## DATA ENTRIES

# # # #

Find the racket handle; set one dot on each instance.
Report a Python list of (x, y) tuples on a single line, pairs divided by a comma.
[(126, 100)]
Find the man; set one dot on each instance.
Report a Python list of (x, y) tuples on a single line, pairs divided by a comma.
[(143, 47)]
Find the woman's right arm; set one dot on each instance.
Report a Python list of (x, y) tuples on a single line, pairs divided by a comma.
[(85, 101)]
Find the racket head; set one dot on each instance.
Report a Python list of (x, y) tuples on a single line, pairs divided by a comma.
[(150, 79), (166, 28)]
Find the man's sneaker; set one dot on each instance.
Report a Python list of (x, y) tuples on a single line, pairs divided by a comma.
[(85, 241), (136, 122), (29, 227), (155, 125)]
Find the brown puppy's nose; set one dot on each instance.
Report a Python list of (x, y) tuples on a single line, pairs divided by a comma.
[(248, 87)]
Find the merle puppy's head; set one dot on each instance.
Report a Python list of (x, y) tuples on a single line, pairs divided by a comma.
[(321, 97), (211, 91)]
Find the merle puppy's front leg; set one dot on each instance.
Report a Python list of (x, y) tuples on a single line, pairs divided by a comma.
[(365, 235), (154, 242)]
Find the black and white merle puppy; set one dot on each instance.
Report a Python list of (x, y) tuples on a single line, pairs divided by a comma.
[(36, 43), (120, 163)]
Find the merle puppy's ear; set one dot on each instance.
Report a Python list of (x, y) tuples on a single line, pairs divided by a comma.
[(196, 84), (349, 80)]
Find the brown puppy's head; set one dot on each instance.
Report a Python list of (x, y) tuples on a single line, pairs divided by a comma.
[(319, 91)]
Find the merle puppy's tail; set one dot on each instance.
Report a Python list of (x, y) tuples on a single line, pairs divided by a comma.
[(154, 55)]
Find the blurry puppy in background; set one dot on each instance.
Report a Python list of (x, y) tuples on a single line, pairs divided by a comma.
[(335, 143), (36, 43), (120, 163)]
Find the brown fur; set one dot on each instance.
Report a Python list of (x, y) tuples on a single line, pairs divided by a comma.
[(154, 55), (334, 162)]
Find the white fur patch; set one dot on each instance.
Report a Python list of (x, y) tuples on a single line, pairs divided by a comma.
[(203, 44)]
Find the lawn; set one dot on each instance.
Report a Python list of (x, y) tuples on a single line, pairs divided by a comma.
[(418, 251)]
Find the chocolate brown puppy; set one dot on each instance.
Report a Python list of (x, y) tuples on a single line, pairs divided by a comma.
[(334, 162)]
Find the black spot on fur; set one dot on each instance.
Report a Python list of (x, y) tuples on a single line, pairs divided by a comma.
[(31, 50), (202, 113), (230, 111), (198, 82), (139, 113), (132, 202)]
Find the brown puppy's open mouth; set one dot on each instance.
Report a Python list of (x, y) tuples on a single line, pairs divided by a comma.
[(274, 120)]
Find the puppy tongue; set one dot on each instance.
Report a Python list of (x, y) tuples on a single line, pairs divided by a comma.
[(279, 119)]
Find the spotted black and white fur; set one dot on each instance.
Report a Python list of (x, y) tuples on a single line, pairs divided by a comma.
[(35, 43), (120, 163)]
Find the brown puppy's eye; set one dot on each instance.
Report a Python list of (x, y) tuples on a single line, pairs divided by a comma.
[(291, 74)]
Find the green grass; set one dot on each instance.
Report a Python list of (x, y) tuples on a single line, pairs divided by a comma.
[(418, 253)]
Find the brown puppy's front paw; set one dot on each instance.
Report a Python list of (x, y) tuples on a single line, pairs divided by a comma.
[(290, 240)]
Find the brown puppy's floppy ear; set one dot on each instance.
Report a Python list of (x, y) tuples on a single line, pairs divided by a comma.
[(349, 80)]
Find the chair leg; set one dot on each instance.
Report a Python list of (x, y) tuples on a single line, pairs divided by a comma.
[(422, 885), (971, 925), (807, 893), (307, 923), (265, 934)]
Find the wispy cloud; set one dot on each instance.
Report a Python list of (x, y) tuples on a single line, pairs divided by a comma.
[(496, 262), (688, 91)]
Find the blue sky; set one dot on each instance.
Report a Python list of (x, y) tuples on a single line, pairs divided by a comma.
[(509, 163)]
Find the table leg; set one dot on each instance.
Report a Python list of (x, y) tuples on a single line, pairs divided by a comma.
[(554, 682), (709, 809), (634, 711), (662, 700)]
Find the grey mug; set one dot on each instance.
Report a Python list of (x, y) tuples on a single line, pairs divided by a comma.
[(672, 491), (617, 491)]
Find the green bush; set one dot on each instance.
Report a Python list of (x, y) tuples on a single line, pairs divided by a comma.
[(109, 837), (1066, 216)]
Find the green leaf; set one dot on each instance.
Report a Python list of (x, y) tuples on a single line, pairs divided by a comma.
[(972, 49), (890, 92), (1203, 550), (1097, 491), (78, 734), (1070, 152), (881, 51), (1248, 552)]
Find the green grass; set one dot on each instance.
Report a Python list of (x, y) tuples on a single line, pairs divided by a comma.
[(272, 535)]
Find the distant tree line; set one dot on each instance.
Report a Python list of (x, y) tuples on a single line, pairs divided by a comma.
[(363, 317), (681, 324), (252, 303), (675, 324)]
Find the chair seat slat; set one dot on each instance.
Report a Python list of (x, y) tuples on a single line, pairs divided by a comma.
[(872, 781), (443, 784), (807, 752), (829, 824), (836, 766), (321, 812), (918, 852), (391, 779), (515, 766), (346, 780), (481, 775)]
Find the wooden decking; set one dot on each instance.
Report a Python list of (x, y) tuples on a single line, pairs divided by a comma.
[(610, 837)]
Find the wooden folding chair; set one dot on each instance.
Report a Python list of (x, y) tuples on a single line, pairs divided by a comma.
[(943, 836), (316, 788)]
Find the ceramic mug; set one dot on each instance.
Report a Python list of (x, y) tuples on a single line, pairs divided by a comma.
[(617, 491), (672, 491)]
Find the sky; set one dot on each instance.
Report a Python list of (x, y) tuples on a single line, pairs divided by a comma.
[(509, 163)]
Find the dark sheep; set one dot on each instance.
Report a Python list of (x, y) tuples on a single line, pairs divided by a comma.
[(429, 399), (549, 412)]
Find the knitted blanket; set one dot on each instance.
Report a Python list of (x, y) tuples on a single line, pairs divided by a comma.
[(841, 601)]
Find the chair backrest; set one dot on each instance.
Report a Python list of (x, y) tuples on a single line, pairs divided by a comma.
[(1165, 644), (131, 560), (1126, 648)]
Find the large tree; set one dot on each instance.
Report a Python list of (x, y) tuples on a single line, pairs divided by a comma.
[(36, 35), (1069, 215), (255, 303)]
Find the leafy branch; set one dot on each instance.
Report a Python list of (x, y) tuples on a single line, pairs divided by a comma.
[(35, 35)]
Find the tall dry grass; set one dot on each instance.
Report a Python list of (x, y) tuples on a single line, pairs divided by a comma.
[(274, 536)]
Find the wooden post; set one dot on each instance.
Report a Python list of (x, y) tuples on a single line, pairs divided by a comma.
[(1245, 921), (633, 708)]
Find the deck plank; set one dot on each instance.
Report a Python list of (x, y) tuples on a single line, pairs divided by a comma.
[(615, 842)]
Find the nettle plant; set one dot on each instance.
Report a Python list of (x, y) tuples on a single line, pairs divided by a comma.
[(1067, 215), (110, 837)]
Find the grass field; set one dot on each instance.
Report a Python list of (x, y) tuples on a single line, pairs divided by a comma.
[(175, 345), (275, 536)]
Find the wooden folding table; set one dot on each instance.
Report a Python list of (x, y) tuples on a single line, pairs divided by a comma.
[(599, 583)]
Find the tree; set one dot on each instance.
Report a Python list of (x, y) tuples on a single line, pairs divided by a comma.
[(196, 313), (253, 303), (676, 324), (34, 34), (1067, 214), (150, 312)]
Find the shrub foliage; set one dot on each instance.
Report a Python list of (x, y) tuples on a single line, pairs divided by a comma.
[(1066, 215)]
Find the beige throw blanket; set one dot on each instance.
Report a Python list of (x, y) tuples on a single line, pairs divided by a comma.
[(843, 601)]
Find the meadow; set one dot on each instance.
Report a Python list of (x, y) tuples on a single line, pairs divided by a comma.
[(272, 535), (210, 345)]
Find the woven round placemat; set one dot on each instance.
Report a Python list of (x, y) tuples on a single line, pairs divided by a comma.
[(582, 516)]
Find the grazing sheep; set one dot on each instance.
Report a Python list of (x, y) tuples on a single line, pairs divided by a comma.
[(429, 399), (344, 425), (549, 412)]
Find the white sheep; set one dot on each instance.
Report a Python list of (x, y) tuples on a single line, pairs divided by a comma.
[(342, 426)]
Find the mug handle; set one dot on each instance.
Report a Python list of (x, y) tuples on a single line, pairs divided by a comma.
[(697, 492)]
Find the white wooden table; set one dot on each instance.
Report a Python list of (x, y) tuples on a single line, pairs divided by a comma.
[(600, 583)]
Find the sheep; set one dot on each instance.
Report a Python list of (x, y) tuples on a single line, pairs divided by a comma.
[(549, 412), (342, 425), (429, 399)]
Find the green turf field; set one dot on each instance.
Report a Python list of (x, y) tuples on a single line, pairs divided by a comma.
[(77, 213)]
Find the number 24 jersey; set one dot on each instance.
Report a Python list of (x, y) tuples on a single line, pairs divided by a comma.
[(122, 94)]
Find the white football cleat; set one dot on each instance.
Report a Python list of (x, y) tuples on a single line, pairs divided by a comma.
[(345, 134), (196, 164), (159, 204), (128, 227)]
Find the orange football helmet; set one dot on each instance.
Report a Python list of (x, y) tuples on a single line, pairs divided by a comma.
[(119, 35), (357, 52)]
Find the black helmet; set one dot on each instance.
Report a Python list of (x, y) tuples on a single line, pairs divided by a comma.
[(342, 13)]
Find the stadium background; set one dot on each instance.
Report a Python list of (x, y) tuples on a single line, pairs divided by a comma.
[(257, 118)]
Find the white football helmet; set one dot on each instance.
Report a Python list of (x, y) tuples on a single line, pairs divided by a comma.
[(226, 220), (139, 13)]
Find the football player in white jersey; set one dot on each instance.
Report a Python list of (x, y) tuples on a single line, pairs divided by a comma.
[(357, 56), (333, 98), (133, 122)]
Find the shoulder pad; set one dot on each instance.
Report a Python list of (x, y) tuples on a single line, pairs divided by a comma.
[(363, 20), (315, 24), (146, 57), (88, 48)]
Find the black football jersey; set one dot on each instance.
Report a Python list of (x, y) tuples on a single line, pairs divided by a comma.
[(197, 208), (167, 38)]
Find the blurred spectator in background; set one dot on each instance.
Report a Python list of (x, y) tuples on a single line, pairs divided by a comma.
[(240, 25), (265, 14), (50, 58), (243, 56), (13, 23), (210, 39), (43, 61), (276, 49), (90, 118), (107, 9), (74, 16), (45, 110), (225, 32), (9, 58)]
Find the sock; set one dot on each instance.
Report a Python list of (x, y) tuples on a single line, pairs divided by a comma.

# # # #

Reproduce the items verbatim, from the first line at the top through the line with "[(365, 235), (154, 242)]", keeping both of those lines.

Find the racket handle; set one dot on each instance.
Report a Python list of (x, y) tuples on a single line, pairs divided by a comma.
[(126, 100)]
Find the man; set one dot on each instance.
Report a Python list of (x, y) tuples on a single line, pairs divided by a comma.
[(143, 47)]
Find the woman's right arm; set one dot on each instance.
Report a Python list of (x, y) tuples on a single line, pairs divided by a comma.
[(85, 101)]
Find the racket head; set one dot on each instance.
Report a Python list of (x, y) tuples on a single line, pairs divided by a comma.
[(150, 79), (166, 28)]
Find the man's sneaker; set one dot on each instance.
Report a Python list of (x, y) tuples on a single line, pairs divided by a comma.
[(85, 241), (136, 122), (29, 227), (155, 125)]
Find the brown puppy's nose; set one dot on each instance.
Report a Python list of (x, y) tuples on a single line, pairs divided by a comma.
[(248, 87)]
Find the merle puppy's head; set one dot on each instance.
Report a Python list of (x, y) tuples on a single line, pairs divided by a comma.
[(321, 97), (211, 91)]
Find the merle puppy's front leg; set one dot on each instance.
Report a Python list of (x, y) tuples on a single line, pairs divided by a comma.
[(365, 235), (154, 242)]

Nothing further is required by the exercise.